- _REQUIREMENT_
Please repeat all of the records, keeping every word unchanged.
[[ RECORD EXCERPTS, beginning ]]
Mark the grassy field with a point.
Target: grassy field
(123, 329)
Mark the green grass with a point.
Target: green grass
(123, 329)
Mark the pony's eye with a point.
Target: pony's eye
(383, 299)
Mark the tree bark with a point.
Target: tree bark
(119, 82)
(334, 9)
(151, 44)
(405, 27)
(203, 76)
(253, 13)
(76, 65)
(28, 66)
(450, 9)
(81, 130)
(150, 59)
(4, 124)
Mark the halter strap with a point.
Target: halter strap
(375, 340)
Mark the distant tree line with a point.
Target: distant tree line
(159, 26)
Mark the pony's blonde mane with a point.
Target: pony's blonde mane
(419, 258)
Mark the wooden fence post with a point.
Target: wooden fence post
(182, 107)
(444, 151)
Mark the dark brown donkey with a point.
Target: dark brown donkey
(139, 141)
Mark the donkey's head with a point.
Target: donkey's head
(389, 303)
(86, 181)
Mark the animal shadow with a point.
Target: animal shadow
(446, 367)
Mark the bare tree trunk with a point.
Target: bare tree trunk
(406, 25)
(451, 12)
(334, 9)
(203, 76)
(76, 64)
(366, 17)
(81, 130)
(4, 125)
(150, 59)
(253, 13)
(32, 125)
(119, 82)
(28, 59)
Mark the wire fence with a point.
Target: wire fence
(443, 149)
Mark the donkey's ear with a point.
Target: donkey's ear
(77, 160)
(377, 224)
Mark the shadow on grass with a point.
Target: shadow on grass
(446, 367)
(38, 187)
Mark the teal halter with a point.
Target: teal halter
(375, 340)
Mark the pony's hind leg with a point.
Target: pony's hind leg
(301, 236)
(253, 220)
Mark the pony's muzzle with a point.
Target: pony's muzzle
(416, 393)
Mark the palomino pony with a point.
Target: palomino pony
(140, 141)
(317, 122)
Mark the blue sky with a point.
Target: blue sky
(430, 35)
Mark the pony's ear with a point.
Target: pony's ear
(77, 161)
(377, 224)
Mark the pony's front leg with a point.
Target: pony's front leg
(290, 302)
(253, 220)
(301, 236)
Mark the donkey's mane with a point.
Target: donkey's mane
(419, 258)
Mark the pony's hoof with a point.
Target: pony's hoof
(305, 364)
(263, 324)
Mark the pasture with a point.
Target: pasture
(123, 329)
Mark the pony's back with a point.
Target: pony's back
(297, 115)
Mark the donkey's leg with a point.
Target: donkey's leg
[[ RECORD EXCERPTS, end ]]
- _RESPONSE TO THIS TASK_
Mark the grassy field with a point.
Target: grassy field
(123, 329)
Mark the green grass with a point.
Target: green grass
(123, 329)
Mark the pony's eye with a point.
Target: pony's eye
(383, 299)
Mark the tree bark with a point.
Target: tree bark
(119, 82)
(334, 9)
(151, 44)
(405, 27)
(203, 76)
(253, 13)
(76, 65)
(28, 66)
(450, 9)
(81, 130)
(150, 59)
(4, 124)
Mark the halter strap with a point.
Target: halter strap
(375, 340)
Mark the distant tree line with a point.
Target: distant tree line
(159, 26)
Mark the pony's blonde mane with a point.
Target: pony's blonde mane
(419, 258)
Mark the wooden fence post with a point.
Target: wooden fence post
(182, 107)
(444, 151)
Mark the dark brown donkey with a point.
Target: dark brown donkey
(139, 141)
Mark the donkey's head with a point.
Target: donkey's head
(389, 303)
(86, 181)
Mark the animal shadow with a point.
Target: animal shadow
(446, 367)
Mark the bare tree trunk with a point.
Target: bare tree trunk
(406, 25)
(451, 12)
(334, 9)
(203, 76)
(76, 64)
(366, 17)
(81, 130)
(4, 125)
(150, 59)
(253, 13)
(32, 125)
(119, 82)
(28, 59)
Mark the wire fence with a point.
Target: wire fence
(443, 149)
Mark the donkey's ear with a point.
Target: donkey's ear
(77, 160)
(377, 224)
Mark the shadow on grass with a point.
Target: shadow on grass
(446, 367)
(38, 187)
Mark the teal halter with a point.
Target: teal halter
(375, 340)
Mark the pony's hind leg with a point.
Target: pony's hind leg
(301, 236)
(253, 220)
Mark the pony's muzzle with a point.
Target: pony's muzzle
(416, 393)
Mark the palomino pony with a point.
Target: palomino pony
(140, 141)
(317, 122)
Mark the blue sky with a point.
Target: blue sky
(430, 35)
Mark the pony's ear with a point.
Target: pony's ear
(77, 161)
(377, 224)
Mark the pony's front leg with a point.
Target: pony's front leg
(290, 302)
(253, 220)
(301, 236)
Mark the donkey's mane with a point.
Target: donkey's mane
(419, 258)
Mark the pony's hoof with a point.
Target: pony's hoof
(305, 364)
(263, 324)
Mark the pasture with a point.
Target: pasture
(123, 329)
Mark the pony's back with a point.
Target: pony's back
(297, 115)
Mark the donkey's leg with a point.
Target: donkey's leg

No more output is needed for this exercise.